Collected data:
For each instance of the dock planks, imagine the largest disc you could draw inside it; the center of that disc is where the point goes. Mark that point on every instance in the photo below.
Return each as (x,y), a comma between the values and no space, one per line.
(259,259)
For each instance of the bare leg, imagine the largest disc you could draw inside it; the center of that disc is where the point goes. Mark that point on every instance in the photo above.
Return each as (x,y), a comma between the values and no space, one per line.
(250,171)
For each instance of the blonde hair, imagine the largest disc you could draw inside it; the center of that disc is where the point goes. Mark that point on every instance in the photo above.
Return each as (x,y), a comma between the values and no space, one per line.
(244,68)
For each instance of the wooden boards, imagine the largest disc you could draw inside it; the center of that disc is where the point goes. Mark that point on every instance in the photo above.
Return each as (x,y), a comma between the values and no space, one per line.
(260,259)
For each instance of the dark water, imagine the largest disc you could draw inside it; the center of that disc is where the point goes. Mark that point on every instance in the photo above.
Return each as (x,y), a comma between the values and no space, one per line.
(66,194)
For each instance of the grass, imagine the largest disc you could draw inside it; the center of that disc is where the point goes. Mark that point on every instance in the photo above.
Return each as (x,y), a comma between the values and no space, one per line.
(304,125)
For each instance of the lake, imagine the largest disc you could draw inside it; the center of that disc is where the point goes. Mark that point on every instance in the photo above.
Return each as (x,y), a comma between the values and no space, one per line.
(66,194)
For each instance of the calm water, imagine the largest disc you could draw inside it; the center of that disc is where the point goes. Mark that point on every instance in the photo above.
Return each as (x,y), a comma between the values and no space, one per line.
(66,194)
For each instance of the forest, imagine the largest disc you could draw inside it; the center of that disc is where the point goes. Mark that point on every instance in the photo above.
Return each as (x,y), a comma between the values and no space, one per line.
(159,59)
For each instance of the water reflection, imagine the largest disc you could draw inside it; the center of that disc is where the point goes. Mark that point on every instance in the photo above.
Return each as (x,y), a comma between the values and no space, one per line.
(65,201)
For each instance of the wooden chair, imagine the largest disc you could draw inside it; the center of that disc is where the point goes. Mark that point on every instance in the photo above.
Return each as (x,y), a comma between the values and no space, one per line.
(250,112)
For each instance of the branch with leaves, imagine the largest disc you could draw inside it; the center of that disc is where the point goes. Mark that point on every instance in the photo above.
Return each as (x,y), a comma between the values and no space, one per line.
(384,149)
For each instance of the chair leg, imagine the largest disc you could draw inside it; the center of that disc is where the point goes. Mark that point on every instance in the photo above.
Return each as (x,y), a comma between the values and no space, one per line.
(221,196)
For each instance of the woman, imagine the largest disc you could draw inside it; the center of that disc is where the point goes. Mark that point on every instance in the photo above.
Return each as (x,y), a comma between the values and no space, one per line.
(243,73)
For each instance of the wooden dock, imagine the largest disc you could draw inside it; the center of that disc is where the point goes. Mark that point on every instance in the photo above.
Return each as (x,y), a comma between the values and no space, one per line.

Given exercise:
Write out the material from the first line to the last, exactly.

Response:
For each instance of the dock planks, imagine the largest disc you could draw inside it; the center of that disc is where the point goes. Mark that point on every instance in the photo below.
Return each as (x,y), a comma between the values and no space, one per line.
(259,259)
For each instance of the bare leg, imagine the largest disc you could draw inside it; the center of that disc is where the point goes. Mark that point on every instance in the photo above.
Return each as (x,y), a comma between the values and no space, one per line.
(250,171)
For each instance of the blonde hair, imagine the largest disc you could draw inside it; the center of that disc is where the point goes. Mark that point on every instance in the photo above.
Return each as (x,y), a comma between the values and no space, one per line.
(244,68)
For each instance of the wooden boards, imagine the largest disc you could draw inside it; the center of that disc is where the point goes. Mark that point on every instance in the photo above.
Return each as (x,y), a comma between the values and no space, one per line.
(260,259)
For each instance of the dark water, imagine the largest disc you could draw inside it; the center of that disc is where the point goes. Mark that point on every instance in the photo above.
Return each as (x,y), a comma between the values and no space, one per line.
(66,194)
For each instance of the grass, imagine the largest disc you could draw inside it; the center of that disc is where the point goes. Mark that point on every instance in the photo above.
Return each as (x,y), a comma between the values and no space, one per line.
(304,125)
For each instance of the lake, imagine the largest disc you could draw inside it; the center of that disc is where the point goes. Mark that point on every instance in the photo above.
Return each as (x,y), a comma between the values and no space, one per line.
(66,194)
For each instance of the calm water, imagine the largest disc you could draw inside it; the center of that disc is where the point goes. Mark that point on every instance in the photo above.
Return each as (x,y), a comma between the values and no space, one per line.
(66,194)
For each instance of the forest, imagine the largest disc you could draw inside it; the center of that disc is where the point goes. Mark that point on every instance in the photo above.
Return each as (x,y), a comma between the values and no space, one per line.
(159,59)
For each instance of the water reflection, imagine the largest disc you could draw inside it; the center of that disc is where the point goes. Mark that point on every instance in the photo above.
Return each as (x,y), a comma between the values and no space, one per line.
(65,201)
For each instance of the wooden chair, imagine the largest disc you could draw inside it; the center of that disc is where the point goes. Mark that point on every instance in the photo above.
Return each as (x,y), a comma between the values and no space, one per line.
(250,112)
For each instance of the branch with leaves, imagine the largest disc you could draw inside it; the center of that disc is where the point goes. Mark that point on every instance in the photo above.
Return each as (x,y), a comma between the values and no space, one per line.
(384,149)
For each instance of the chair leg, imagine the largest disc you could draw inside it; the center of that disc is where the point goes. Mark that point on every instance in the photo above.
Return each as (x,y), a comma between the values and no space, one per line.
(221,196)
For each instance of the woman, imagine the largest disc you could draw inside it; the center of that disc is where the point goes. Mark that point on every instance in the photo above.
Return each as (x,y), a comma between the values and no space, one per line.
(243,73)
For each instance of the wooden dock, imagine the largest disc you could draw inside it; the center of that disc is where the point goes. Mark that point on every instance in the photo above.
Return each as (x,y), a comma between the values and no space, one per line.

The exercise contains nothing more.